Action item:
The required result is the exact run of lines beginning at the one containing "The client would like bounding boxes around the eroded" and ending at the last line of the entries.

━━━ Data provided ━━━

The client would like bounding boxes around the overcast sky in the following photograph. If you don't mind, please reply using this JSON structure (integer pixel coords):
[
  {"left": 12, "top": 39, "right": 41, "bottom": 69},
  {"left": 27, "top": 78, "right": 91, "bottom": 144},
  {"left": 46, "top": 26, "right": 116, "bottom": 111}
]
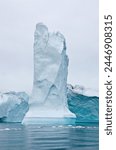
[{"left": 0, "top": 0, "right": 99, "bottom": 94}]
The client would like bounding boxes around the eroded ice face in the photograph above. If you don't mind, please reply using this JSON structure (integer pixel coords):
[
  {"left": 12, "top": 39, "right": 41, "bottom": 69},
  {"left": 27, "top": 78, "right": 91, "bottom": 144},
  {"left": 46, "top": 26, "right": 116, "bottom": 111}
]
[
  {"left": 27, "top": 23, "right": 74, "bottom": 118},
  {"left": 0, "top": 92, "right": 29, "bottom": 122}
]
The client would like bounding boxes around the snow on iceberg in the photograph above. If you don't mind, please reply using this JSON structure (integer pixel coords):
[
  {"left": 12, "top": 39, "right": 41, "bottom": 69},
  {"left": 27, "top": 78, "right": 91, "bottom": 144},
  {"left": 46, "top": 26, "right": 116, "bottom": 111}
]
[
  {"left": 67, "top": 84, "right": 99, "bottom": 97},
  {"left": 0, "top": 92, "right": 29, "bottom": 122},
  {"left": 27, "top": 23, "right": 75, "bottom": 117},
  {"left": 67, "top": 84, "right": 99, "bottom": 122}
]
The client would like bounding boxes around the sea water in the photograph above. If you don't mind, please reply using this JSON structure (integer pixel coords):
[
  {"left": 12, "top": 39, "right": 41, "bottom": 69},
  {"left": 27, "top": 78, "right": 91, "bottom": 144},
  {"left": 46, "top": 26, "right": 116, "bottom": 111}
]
[{"left": 0, "top": 118, "right": 99, "bottom": 150}]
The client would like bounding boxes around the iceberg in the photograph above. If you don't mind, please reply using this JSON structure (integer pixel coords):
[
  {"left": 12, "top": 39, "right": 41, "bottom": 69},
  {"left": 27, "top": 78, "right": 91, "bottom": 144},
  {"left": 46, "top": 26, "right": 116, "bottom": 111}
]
[
  {"left": 0, "top": 92, "right": 29, "bottom": 122},
  {"left": 27, "top": 23, "right": 75, "bottom": 117},
  {"left": 67, "top": 84, "right": 99, "bottom": 122},
  {"left": 67, "top": 84, "right": 99, "bottom": 97}
]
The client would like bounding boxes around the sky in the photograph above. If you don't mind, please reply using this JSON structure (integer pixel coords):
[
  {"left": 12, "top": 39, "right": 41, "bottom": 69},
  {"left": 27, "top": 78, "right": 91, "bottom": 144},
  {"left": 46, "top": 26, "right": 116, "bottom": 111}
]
[{"left": 0, "top": 0, "right": 99, "bottom": 94}]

━━━

Written response:
The client would like bounding boxes around the eroded ice face in the photograph above. If you don't mind, please reply using this JSON structure (integer pixel coords):
[
  {"left": 12, "top": 39, "right": 41, "bottom": 69},
  {"left": 27, "top": 78, "right": 91, "bottom": 144},
  {"left": 46, "top": 26, "right": 116, "bottom": 111}
]
[
  {"left": 27, "top": 23, "right": 74, "bottom": 118},
  {"left": 0, "top": 92, "right": 29, "bottom": 122}
]
The client would like bounding boxes around the snow on iceberg in the photograph above. If you don't mind, please reply using this JSON structure (integer pixel coords):
[
  {"left": 12, "top": 39, "right": 41, "bottom": 69},
  {"left": 27, "top": 78, "right": 91, "bottom": 144},
  {"left": 46, "top": 26, "right": 116, "bottom": 111}
]
[
  {"left": 67, "top": 84, "right": 99, "bottom": 97},
  {"left": 0, "top": 92, "right": 29, "bottom": 122},
  {"left": 27, "top": 23, "right": 75, "bottom": 117},
  {"left": 67, "top": 84, "right": 99, "bottom": 122}
]
The client would like bounding boxes around the sea water in the photograph above. If you don't mind, please reply using this JSON structure (integer pixel coords):
[
  {"left": 12, "top": 39, "right": 41, "bottom": 69},
  {"left": 27, "top": 78, "right": 91, "bottom": 144},
  {"left": 46, "top": 26, "right": 116, "bottom": 111}
]
[{"left": 0, "top": 118, "right": 99, "bottom": 150}]
The client would like bounding boxes around the iceberg in the photograph above. If you don't mind, please reply using this JSON structure (integer pixel coords):
[
  {"left": 12, "top": 39, "right": 41, "bottom": 69},
  {"left": 27, "top": 78, "right": 91, "bottom": 144},
  {"left": 46, "top": 26, "right": 116, "bottom": 111}
]
[
  {"left": 0, "top": 92, "right": 29, "bottom": 122},
  {"left": 27, "top": 23, "right": 75, "bottom": 117},
  {"left": 67, "top": 84, "right": 99, "bottom": 122},
  {"left": 67, "top": 84, "right": 99, "bottom": 97}
]
The client would like bounding boxes around the sky in the photograph above. If you don't mind, please reply using this JSON structure (integer pixel coords):
[
  {"left": 12, "top": 39, "right": 41, "bottom": 69},
  {"left": 27, "top": 78, "right": 91, "bottom": 144},
  {"left": 46, "top": 26, "right": 116, "bottom": 111}
]
[{"left": 0, "top": 0, "right": 99, "bottom": 94}]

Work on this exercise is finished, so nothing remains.